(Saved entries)

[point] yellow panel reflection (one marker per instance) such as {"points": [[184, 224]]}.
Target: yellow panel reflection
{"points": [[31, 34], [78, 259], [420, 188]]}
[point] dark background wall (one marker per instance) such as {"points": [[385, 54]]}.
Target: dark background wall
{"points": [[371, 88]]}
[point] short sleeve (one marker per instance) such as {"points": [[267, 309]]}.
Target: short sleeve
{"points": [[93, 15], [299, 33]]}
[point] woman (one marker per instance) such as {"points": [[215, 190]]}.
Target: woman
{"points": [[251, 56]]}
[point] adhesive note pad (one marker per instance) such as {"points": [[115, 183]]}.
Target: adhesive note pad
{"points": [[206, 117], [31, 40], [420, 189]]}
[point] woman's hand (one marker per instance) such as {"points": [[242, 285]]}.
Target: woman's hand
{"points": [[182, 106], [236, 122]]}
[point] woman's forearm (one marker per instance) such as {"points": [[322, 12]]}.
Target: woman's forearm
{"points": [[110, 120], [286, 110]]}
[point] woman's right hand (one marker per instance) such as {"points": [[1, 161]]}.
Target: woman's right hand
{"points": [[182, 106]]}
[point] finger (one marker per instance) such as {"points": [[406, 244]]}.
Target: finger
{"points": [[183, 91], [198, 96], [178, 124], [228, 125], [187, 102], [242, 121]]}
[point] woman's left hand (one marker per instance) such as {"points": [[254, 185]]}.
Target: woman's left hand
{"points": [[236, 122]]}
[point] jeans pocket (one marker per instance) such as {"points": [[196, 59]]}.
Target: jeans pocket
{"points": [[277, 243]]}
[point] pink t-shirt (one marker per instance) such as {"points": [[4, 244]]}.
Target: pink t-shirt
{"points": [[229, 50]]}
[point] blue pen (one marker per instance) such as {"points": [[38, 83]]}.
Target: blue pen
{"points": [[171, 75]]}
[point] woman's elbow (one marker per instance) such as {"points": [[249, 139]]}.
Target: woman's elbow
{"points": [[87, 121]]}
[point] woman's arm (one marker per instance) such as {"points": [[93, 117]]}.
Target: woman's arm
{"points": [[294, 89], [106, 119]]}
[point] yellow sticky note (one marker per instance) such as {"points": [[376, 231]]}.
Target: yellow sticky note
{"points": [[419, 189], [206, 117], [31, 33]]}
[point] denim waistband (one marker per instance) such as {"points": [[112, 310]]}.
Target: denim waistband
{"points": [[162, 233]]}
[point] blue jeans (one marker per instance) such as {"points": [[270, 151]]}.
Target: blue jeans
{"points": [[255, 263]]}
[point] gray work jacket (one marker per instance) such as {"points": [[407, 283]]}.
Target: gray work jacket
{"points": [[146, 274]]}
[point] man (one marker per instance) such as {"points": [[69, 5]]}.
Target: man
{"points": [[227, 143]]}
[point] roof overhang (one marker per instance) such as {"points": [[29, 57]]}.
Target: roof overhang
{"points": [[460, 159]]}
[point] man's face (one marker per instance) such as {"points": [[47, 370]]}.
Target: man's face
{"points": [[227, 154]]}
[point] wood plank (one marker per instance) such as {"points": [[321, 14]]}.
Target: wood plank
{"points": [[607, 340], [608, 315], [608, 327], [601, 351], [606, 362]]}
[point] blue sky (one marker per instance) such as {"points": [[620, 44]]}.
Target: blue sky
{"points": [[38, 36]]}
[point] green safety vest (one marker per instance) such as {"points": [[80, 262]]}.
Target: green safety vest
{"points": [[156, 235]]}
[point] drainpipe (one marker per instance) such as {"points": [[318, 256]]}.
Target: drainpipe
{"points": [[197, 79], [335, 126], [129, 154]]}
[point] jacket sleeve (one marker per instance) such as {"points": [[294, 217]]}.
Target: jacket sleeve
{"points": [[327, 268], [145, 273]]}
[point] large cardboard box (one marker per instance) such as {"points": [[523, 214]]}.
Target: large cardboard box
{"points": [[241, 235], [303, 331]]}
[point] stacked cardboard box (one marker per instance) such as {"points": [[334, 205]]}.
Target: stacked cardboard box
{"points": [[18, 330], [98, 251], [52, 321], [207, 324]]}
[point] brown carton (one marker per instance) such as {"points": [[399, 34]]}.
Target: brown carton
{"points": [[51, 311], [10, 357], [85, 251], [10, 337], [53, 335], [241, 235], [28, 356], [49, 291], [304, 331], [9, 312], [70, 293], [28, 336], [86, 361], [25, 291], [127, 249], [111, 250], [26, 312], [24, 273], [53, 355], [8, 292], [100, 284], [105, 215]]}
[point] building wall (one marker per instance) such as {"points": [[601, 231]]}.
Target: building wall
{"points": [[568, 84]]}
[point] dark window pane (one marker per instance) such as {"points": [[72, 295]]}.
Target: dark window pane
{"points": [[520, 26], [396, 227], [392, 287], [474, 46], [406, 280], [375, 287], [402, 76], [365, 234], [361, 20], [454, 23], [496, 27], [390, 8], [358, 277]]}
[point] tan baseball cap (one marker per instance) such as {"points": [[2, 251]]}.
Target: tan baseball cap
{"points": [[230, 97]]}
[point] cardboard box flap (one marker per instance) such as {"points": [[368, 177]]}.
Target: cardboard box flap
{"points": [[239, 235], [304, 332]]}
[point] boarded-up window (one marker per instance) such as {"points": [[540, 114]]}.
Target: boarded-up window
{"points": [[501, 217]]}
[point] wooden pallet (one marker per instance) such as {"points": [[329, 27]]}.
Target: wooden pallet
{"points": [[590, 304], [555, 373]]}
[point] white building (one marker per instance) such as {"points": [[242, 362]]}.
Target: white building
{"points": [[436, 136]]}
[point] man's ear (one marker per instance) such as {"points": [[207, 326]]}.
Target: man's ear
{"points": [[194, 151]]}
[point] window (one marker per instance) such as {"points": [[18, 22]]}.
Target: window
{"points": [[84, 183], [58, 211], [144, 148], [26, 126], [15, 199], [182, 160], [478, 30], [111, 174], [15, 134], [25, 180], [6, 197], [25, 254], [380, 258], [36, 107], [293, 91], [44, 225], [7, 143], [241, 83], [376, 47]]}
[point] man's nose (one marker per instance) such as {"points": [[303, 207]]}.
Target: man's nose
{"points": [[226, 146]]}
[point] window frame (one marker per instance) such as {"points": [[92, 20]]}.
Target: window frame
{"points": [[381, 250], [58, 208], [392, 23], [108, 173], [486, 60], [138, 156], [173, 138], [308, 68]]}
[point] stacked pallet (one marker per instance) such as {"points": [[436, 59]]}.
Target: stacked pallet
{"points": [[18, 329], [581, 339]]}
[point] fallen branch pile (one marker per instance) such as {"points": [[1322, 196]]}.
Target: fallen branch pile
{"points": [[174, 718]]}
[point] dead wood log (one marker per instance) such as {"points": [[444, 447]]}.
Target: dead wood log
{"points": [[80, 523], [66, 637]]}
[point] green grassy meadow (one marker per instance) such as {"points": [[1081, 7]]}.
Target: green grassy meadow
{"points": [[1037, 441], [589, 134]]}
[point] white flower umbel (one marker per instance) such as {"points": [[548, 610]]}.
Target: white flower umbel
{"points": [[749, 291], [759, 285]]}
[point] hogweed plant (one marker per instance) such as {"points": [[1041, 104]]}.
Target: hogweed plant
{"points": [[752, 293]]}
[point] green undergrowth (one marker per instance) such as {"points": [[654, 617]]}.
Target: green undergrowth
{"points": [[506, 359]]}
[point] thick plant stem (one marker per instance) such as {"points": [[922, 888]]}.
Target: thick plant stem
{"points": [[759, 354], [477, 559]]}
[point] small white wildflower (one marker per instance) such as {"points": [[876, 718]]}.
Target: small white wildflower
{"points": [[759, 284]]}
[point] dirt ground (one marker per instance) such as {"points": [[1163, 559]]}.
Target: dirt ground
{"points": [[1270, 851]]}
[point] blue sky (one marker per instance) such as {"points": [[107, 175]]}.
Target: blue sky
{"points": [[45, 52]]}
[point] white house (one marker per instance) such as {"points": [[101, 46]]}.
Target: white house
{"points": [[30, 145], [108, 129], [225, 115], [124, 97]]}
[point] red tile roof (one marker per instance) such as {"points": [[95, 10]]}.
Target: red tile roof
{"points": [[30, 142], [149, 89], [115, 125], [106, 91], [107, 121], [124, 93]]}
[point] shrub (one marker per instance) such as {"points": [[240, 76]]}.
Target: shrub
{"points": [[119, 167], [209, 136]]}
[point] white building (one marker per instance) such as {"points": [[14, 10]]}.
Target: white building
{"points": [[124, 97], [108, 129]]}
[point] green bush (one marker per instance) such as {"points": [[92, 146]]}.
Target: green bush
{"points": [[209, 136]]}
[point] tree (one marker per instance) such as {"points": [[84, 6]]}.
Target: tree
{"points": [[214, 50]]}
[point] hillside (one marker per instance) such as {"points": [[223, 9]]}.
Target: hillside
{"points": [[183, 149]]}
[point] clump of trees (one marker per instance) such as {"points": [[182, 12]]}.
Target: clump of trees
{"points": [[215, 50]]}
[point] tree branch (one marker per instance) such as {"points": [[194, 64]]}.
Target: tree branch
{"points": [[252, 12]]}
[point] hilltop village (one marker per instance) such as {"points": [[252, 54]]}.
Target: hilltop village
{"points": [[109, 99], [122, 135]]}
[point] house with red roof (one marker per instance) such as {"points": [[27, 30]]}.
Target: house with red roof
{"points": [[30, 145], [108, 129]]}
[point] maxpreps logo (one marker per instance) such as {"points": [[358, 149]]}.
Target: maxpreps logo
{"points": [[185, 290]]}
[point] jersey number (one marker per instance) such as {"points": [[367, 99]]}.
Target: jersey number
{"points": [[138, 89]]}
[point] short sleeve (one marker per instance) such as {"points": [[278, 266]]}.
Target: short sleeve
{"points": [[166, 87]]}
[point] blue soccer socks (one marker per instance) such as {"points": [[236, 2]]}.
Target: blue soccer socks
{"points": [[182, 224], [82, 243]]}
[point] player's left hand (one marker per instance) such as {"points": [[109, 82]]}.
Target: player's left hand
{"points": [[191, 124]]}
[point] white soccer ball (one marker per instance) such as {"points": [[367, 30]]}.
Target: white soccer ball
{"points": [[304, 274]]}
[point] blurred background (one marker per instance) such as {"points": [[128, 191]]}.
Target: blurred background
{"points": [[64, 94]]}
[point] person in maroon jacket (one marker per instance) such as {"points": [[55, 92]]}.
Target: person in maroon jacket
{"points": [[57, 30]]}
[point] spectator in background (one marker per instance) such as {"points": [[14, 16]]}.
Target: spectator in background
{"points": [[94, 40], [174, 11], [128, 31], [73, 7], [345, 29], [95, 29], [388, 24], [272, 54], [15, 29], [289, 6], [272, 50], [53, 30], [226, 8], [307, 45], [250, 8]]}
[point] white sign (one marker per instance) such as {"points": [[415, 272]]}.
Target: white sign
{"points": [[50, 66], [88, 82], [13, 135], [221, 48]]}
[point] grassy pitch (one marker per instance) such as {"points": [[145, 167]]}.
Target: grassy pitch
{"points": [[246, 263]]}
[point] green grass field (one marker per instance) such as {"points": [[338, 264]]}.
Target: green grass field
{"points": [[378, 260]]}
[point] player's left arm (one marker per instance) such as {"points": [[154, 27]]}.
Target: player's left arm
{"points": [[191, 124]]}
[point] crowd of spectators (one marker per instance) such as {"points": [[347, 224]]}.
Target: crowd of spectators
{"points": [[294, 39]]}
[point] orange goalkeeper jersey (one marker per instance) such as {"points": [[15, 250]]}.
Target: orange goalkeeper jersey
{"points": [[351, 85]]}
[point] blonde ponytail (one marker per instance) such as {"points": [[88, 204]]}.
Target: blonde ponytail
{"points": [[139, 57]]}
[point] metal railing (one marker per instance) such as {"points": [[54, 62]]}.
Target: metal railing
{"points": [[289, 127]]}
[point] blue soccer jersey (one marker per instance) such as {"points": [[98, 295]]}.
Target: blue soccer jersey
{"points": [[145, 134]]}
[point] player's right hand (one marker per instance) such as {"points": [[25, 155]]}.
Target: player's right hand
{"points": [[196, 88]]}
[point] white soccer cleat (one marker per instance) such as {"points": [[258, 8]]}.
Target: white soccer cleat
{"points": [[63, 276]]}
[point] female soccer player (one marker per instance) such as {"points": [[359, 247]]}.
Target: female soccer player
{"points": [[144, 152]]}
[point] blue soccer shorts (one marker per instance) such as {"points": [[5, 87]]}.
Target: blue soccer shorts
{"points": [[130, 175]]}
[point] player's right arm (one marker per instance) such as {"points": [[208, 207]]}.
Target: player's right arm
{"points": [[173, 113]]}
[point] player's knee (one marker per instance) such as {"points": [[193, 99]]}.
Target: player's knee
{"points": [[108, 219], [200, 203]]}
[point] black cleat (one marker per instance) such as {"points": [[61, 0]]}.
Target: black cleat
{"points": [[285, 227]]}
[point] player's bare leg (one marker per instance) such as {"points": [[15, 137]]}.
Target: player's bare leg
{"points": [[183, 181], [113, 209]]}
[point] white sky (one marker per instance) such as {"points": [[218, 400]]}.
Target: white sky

> _Work request_: Taking the entries above, print exactly the lines starting at the line with "Target: jacket sleeve" and ending at the line with "[point] building wall", both included.

> _Response_:
Target: jacket sleeve
{"points": [[327, 268], [145, 273]]}
[point] large cardboard box (one marker per instance) such as {"points": [[523, 214]]}.
Target: large cardboard box
{"points": [[241, 235], [303, 331]]}
[point] stacked cardboard box (one marker per instance) such as {"points": [[334, 205]]}.
Target: stacked cardboard box
{"points": [[18, 330], [98, 251], [52, 321], [207, 324]]}
[point] brown carton (one marker per instance) such as {"points": [[399, 34]]}.
Target: brown carton
{"points": [[51, 311], [10, 357], [85, 251], [10, 337], [53, 335], [241, 235], [28, 356], [49, 291], [304, 331], [9, 312], [70, 293], [28, 336], [86, 361], [25, 291], [127, 249], [111, 250], [26, 312], [24, 273], [53, 355], [8, 292], [100, 284], [105, 215]]}
[point] building wall (one marker per instance) such as {"points": [[601, 231]]}.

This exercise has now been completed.